[Segmentation mask data]
==*==
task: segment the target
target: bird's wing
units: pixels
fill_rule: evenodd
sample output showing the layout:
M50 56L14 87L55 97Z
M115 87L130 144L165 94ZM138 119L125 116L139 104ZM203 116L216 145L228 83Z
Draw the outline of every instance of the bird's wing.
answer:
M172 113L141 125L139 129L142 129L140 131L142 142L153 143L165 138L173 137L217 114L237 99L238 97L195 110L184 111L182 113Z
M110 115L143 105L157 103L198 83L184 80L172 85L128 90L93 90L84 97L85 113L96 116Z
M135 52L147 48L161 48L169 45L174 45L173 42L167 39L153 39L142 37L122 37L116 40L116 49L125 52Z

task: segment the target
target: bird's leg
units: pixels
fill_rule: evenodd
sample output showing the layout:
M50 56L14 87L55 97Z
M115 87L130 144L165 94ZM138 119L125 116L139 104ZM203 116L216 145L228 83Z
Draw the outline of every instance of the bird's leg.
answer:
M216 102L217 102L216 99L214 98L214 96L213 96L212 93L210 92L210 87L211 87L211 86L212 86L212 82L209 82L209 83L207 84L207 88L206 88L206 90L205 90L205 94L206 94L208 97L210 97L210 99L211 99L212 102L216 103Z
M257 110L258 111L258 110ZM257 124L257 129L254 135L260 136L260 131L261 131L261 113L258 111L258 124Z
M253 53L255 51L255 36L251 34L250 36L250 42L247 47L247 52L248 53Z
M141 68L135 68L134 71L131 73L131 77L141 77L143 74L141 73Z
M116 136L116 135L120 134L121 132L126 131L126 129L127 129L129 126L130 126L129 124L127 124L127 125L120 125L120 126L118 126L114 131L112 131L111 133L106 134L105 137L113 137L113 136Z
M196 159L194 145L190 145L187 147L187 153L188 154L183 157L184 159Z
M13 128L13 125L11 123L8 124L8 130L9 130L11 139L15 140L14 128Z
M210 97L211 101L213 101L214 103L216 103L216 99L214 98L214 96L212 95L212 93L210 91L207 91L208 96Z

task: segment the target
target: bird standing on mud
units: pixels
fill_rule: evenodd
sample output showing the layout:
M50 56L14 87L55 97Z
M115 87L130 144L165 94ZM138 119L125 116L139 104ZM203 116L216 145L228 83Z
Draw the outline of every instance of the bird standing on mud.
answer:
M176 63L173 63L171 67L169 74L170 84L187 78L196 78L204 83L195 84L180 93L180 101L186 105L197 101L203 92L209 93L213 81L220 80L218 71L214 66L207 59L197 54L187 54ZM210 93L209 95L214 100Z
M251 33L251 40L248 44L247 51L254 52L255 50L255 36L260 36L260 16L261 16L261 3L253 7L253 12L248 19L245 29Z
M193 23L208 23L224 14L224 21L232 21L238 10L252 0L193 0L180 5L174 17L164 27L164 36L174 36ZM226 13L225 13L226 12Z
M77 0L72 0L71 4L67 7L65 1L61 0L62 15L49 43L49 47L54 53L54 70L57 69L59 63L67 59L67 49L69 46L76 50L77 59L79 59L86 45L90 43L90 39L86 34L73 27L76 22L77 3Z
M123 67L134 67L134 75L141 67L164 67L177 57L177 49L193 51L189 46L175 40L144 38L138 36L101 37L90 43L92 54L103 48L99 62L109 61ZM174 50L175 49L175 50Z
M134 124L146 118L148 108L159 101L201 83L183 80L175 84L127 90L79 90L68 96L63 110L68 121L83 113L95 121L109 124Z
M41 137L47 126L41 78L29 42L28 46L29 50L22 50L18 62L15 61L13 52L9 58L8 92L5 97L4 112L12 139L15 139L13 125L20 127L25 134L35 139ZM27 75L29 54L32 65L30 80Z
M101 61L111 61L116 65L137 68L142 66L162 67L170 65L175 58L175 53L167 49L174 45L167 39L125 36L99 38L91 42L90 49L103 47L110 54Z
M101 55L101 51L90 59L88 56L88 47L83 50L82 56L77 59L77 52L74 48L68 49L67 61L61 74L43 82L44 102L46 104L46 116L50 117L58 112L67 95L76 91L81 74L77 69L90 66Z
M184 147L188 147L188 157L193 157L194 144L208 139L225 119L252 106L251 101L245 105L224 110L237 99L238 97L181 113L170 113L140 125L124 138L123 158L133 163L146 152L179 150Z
==*==
Each line of the data is to be restated exactly.

task: segment the target
target: bird's wing
units: pixels
fill_rule: evenodd
sample output showing the layout:
M50 56L14 87L55 97Z
M115 87L130 144L165 94ZM138 119L125 116L139 104ZM203 116L216 145L228 83Z
Draw the outline of every instance of the bird's wing.
answer:
M172 113L141 125L139 129L142 129L140 131L142 142L153 143L165 138L173 137L217 114L237 99L238 97L195 110L184 111L182 113Z
M110 115L143 105L157 103L198 83L184 80L172 85L128 90L93 90L84 97L85 113L96 116Z
M135 52L147 48L161 48L169 45L174 45L173 42L167 39L153 39L142 37L122 37L116 40L116 49L125 52Z

task: segment the target
target: bird's leg
units: pixels
fill_rule: evenodd
sample output showing the layout:
M50 56L14 87L55 97Z
M115 87L130 144L165 94ZM138 119L125 116L139 104ZM203 116L216 145L228 83Z
Draw the outline of every instance of the bird's leg.
answer:
M216 102L217 102L216 99L214 98L214 96L213 96L212 93L210 92L210 87L211 87L211 86L212 86L212 82L209 82L209 83L207 84L207 88L206 88L206 90L205 90L205 94L206 94L208 97L210 97L210 99L211 99L212 102L216 103Z
M257 110L258 111L258 110ZM257 124L257 129L254 135L260 136L260 131L261 131L261 113L258 111L258 124Z
M253 53L255 51L255 36L251 34L250 36L250 42L247 47L247 52L248 53Z
M141 68L135 68L134 71L131 73L131 77L141 77L143 74L141 73Z
M116 136L116 135L120 134L121 132L126 131L126 129L127 129L129 126L130 126L129 124L127 124L127 125L120 125L120 126L118 126L114 131L112 131L111 133L106 134L105 137L113 137L113 136Z
M196 159L194 145L190 145L187 147L187 153L188 154L183 157L184 159Z
M13 128L13 125L11 123L8 124L8 130L9 130L11 139L15 140L14 128Z
M210 97L211 101L213 101L214 103L216 103L216 99L214 98L214 96L212 95L212 93L210 91L207 91L208 96Z

task: segment the target
target: bird standing on mud
units: pixels
fill_rule: evenodd
sample output showing the layout:
M50 56L14 87L55 97Z
M115 87L130 144L165 94ZM138 119L125 116L139 104ZM203 116L216 145L228 83Z
Draw the outline of every instance of the bird standing on mud.
answer:
M176 63L173 63L171 67L169 74L170 84L187 78L196 78L204 83L195 84L180 93L180 101L186 105L197 101L203 92L209 93L213 81L220 80L218 71L214 66L207 59L197 54L187 54ZM210 93L209 95L214 100Z
M251 33L251 40L248 44L247 51L254 52L255 50L255 36L260 36L260 16L261 16L261 3L253 7L253 12L248 19L245 29Z
M193 23L208 23L224 14L224 21L232 21L238 10L252 0L193 0L180 5L174 17L164 27L164 36L174 36ZM226 13L225 13L226 12Z
M77 0L72 0L71 4L67 7L65 1L61 0L62 15L49 43L49 47L54 53L54 70L57 69L59 63L67 59L67 49L69 46L76 50L77 59L79 59L86 45L90 43L90 39L86 34L73 27L76 22L77 3Z
M123 67L134 67L134 75L141 67L164 67L177 57L177 49L193 51L189 46L175 40L144 38L138 36L101 37L90 43L92 54L103 48L99 62L109 61ZM174 50L175 49L175 50Z
M134 124L146 118L148 108L159 101L201 83L183 80L175 84L127 90L79 90L68 96L63 110L68 121L83 113L95 121L109 124Z
M41 137L47 126L41 78L29 42L28 46L29 50L22 50L18 62L15 61L13 52L9 58L8 92L5 97L4 112L12 139L15 139L13 125L20 127L25 134L35 139ZM27 75L29 54L32 65L30 80Z
M101 61L111 61L116 65L137 68L142 66L162 67L170 65L175 58L175 53L167 49L174 45L167 39L125 36L99 38L91 42L90 49L103 47L110 54Z
M101 55L101 51L90 59L88 56L88 47L83 50L82 56L77 59L77 52L74 48L68 49L67 61L61 74L43 82L44 102L46 104L46 116L50 117L58 112L67 95L76 91L81 74L77 69L90 66Z
M184 147L188 147L188 157L193 157L194 144L208 139L225 119L252 106L251 101L245 105L224 110L237 99L238 97L181 113L170 113L140 125L124 138L123 158L133 163L146 152L179 150Z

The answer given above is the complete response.